═════ Kaynak Metin
Hürriyet Gazetesinde Acar Baltaş
|Kehanet Boşa Çıktığında…
1956. Amerika’da bir tarikat, UFO’larıyla gelecek olan uzaylıların dünyayı işgal edeceğine ve kıyametin kopacağına inanmıştır. Tarikat üyeleri, liderlerinin UFO’ların geleceğini ve işgalin başlayacağını söylediği zaman ve yerde buluşurlar, beklemeye başlarlar ama ne gelen vardır ne giden. Bu durumda tarikat üyelerinin öfkelenmesini, enayi yerine kondukları için lidere kızmasını beklersiniz değil mi? Hayır, öyle olmaz. Liderleri, onlara uzaylıların ikinci bir şans verdiğini ve kıyameti ertelediğini söyler; kazanılan bu zamanda tarikata daha fazla taraftar
toplamalı, daha fazla insanı kurtarmak için çaba sarf etmelidir tarikat. Kalabalık bu sözlere inanır, tarikat ileriki dönemde daha da kalabalıklaşır, daha fazla güç kazanır.
Neden böyle olur? Aptal mıdır bu insanlar?
══════════
→ **Yönerge**: Kaynak metne göre lider, kazanılan zamanda tarikatın neden daha fazla taraftar toplaması gerektiğini söyler? Bir ila üç cümleyle açıklayın. Kayıtların kaynak metinle hiçbir ilgisi yoktur.
═════ Verilen Kayıtlar
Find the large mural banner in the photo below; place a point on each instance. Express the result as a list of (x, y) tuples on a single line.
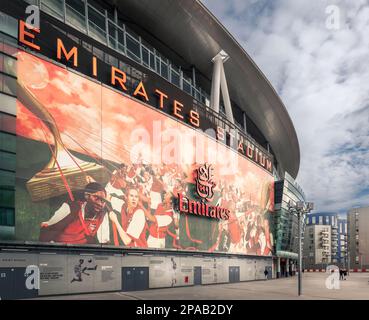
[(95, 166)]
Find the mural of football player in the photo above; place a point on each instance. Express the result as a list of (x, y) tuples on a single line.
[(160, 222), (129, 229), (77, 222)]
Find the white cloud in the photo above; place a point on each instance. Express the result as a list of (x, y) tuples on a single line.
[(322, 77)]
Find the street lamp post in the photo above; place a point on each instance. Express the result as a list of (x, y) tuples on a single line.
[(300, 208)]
══════════
═════ Verilen Kayıtlar
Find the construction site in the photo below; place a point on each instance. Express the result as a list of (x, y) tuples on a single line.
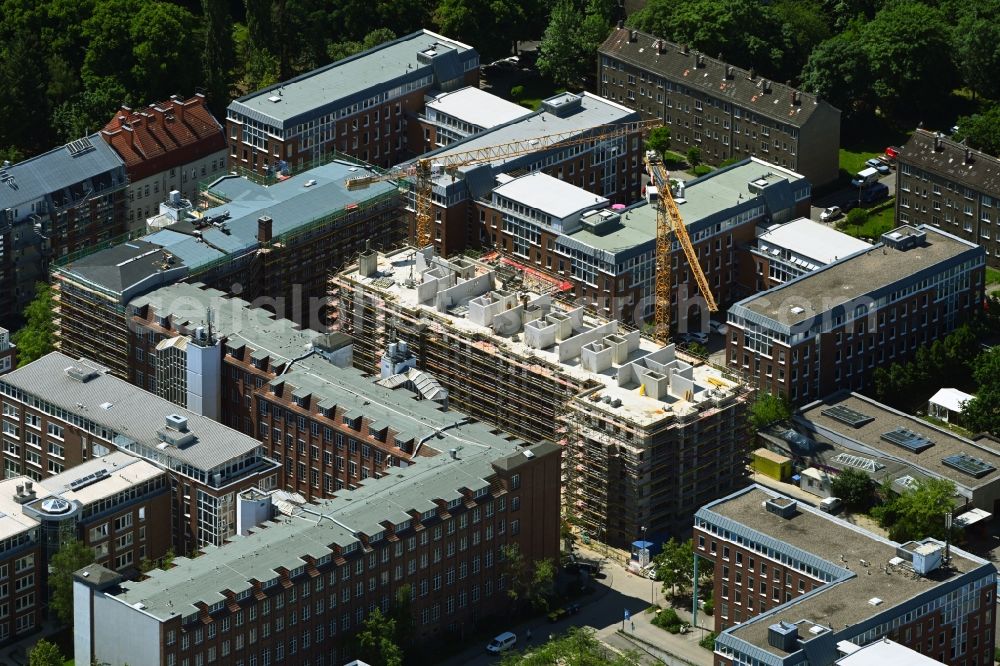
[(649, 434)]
══════════
═════ Verilen Kayıtlar
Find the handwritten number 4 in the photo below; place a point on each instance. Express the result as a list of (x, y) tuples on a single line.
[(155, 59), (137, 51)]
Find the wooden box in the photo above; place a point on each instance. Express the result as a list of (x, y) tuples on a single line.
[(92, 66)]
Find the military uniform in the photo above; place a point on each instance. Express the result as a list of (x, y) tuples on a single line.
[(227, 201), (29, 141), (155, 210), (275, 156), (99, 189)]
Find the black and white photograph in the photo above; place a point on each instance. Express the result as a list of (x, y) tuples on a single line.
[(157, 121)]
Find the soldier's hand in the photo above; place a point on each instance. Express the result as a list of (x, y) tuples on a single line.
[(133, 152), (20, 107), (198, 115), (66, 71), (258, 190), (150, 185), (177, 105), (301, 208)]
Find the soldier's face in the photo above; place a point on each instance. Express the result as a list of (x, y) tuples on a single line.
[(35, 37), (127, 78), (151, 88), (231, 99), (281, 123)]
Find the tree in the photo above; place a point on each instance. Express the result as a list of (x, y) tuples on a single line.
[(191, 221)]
══════════
→ **Tamamlanmış Alıştırma**: Lider, uzaylıların ikinci bir şans verip kıyameti ertelediğini söyler. Tarikatın bu zamanda daha fazla taraftar toplaması, daha fazla insanı kurtarmak içindir.